## READING TEXT:
* * * * * * *
How to keep the work moving on a manufacturing floor with ergonomics

What can a metal fabricator do to improve convenience, safety, and long-term health on the shop floor? It involves some clever ergonomics using both automated and manual technologies. Images: Southworth Products

Workers are aging. The number older than 45 has doubled since 1950, and the number of people 75 and older in the labor force is expected to grow by more than 96% by 2030. Sometimes because they want to, other times because they have to, people are working longer.

The effects of aging include loss of muscle mass, loss of upper body strength, and lower ability to move and handle loads. Also, about a third of the U.S. population is obese. With that comes greater potential for high blood pressure and arthritis. All this becomes a problem when a fabricator must deal with a significant amount of manual material handling.

Poor workplace ergonomics begins to drain productivity and possibly hurt worker retention. In such a hypercompetitive labor market, someone who consistently leaves a shift with a sore back might start looking for other opportunities soon. So what can a fabricator do to improve ergonomics? The answer isn’t as straightforward as you might think.

How Much Can You Automate—Really?

Popular perception holds that robotics and automation absolutely dominate modern manufacturing in North America. Anything that can’t be automated is sent overseas to take advantage of cheap labor. It sounds nice, but it’s a vast oversimplification. Certain processes are indeed automated, and software automation has streamlined technical processes like machine programming and even quoting. Even so, high product mixes as well as uneven demand limit automation’s use.

Even the most automated scenarios in sheet metal require at least some manual intervention. Massive, sophisticated machinery handles sheet metal parts as they move from cutting to bending and sometimes even welding. But at some point, people need to lift a part, an assembly, or a box, then place it somewhere. They could stage parts on a pallet for a fork truck or hand truck, perhaps place boxes on a conveyor or an automated mobile vehicle. The physical acts of lifting and moving parts and products haven’t left even the most roboticized factory floor.

In fact, some of the most difficult twisting, bending, and reaching occurs in areas of the sheet metal shop with limited automation options, especially in downstream manufacturing steps like assembly, packaging, and shipping. In operations upstream, a highly automated fab shop might have a tower to handle the material through cutting, perhaps even robots or mechanized systems to dispose of the skeleton and sort parts on pallets.

Move downstream, and the amount of reaching and bending increases. Material handlers or helpers lift blanks from pallets onto a table near the press brake. Brake operators then use (if they’re lucky) sheet lifters or other ergonomic aids to steady the workpiece through the bending cycle, then stack formed parts on another pallet.
* * * * * * *
## MATERIAL:
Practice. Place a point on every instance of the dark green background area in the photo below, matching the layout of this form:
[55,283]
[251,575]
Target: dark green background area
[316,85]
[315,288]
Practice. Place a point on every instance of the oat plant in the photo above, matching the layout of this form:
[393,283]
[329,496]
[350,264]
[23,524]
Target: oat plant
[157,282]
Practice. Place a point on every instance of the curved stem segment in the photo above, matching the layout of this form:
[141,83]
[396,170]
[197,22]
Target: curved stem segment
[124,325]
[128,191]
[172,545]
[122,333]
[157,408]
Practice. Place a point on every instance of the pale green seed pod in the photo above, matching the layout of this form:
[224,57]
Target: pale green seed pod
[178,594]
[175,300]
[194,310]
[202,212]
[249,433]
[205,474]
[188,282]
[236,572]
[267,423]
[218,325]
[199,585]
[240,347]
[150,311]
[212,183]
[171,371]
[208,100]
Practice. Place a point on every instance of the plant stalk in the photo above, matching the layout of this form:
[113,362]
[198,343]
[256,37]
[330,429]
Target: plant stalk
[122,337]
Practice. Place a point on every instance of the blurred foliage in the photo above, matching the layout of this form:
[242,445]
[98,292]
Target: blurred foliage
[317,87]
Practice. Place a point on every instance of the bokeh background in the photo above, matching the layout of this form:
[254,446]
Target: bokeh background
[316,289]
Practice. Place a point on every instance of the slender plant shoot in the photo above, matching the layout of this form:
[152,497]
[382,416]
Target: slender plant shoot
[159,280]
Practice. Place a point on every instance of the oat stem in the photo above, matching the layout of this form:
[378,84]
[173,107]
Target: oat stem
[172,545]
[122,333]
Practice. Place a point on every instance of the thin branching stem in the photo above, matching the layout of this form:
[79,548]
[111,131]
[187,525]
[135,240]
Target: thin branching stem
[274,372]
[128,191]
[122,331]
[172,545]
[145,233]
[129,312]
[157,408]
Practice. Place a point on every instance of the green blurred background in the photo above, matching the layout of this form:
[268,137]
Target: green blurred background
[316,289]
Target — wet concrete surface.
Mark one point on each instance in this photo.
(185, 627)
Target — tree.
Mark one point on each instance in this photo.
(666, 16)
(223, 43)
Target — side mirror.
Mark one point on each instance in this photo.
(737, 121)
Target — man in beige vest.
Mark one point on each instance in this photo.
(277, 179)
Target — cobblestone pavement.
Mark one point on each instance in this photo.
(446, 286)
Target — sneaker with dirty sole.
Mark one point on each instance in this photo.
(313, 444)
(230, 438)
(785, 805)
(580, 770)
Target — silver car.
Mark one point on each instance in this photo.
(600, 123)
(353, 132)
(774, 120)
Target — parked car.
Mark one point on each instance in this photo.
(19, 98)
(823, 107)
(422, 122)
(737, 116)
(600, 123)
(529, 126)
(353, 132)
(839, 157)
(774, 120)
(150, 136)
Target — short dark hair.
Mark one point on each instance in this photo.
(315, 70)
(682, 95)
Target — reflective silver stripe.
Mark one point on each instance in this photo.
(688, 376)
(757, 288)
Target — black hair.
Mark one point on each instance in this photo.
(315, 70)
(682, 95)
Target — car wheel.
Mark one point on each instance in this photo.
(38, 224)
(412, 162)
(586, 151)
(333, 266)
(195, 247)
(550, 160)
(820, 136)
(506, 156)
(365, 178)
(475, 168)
* * * * * * *
## WRITTEN PROBLEM:
Write what comes next in the shop-floor ergonomics text, starting after its last sentence. The entries have nothing to do with the shop-floor ergonomics text.

## RESULT FOR THIS TASK:
The fork truck takes that pallet downstream, where the bending and reaching shifts into high gear. Someone needs to bend down and reach up to hang parts on the powder coat line. Someone needs to bend and reach to move coated parts to assembly. The packaging department might have automated shrink wrapping, but someone needs to stack those finished parts on the pallet.

Yes, theoretically robots could remove much of these manual material handling challenges, and they do in the highest-volume situations. But those circumstances represent a tiny slice of global manufacturing. Most operations need to be flexible enough to process different, low-volume jobs one after the other—for which, unfortunately, people still do most of the reaching, bending, and lifting.

The Pallet Problem

Some estimate that global industry has about 1.9 billion pallets. Also, an estimated 475 million new pallets—be they wood, plastic, or even cardboard—are made every year. Regardless of what they’re made of, pallets represent a huge ergonomic problem. Again, some are loaded and unloaded robotically, but most pallets are loaded by hand.

This lift turntable rotates as the operator stacks cut parts at a comfortable height.

Consider a worker unloading a pallet that’s 4 ft. square. The load that’s stacked above the worker’s waist isn’t a problem, except for the time the worker wastes walking around the pallet to retrieve parts on all sides. In fact, some studies have shown that workers unloading and loading pallets spend as much as 40% of their time not moving products at all, but instead walking around the pallet to reach them.

The ergonomic problems arise when the stack of parts is depleted to below waist level (see Figure 1). The worker now needs to start bending and (even worse) reaching to retrieve parts. When enough parts are depleted, the worker might feel compelled to step onto the pallet itself to reach parts on the far end. However, leaning over while placing one foot on the pallet and another on the ground raises all sorts of safety and ergonomics problems. Beyond the danger of workers losing their footing or stepping on a weak or broken board, repeatedly making that uneven stance stresses the body and opens the door to sore muscles and injuries.

Lean Manufacturing and Ergonomics

Lean manufacturing and ergonomics have a close relationship. A tenet of lean is to eliminate anything that doesn’t add value for the customer. That’s waste, and one of the most significant categories is movement. Whether work is moved automatically or manually, fab shop customers aren’t paying for that movement. They’re paying to have that material laser cut, bent, welded, coated, assembled—and nothing more.

From a safety and ergonomics perspective, movement that requires people to bend over below waist level or reach into a bin is waste that should be highly scrutinized. The trick is to observe material handling on the floor and focus especially on the distance and direction (above, below, waist level) between work that needs to be moved and the person doing the moving. How often does the worker bend over, reach, lift, and place? This, along with the weight and shape of the load, and the footing and stance of the material handler (standing, kneeling, floor condition), can bring a shop at least one step closer to improving worker ergonomics and improving the flow of work through the factory.

And yes, training is an important component. For instance, people should know to lift with their legs, not bend over and lift with their backs. But the best solution is to “engineer out” the problem by removing the need to bend over or reach in the first place.

Tilters and Turntables

In an automated sheet metal shop with an extensive storage-and-retrieval tower system, the system knows where the raw stock is and, at the operator’s prompting, can retrieve it all on its own. The sheet flows through, and blanks are stacked neatly onto a pallet. No excessive reaching or bending, at least not yet.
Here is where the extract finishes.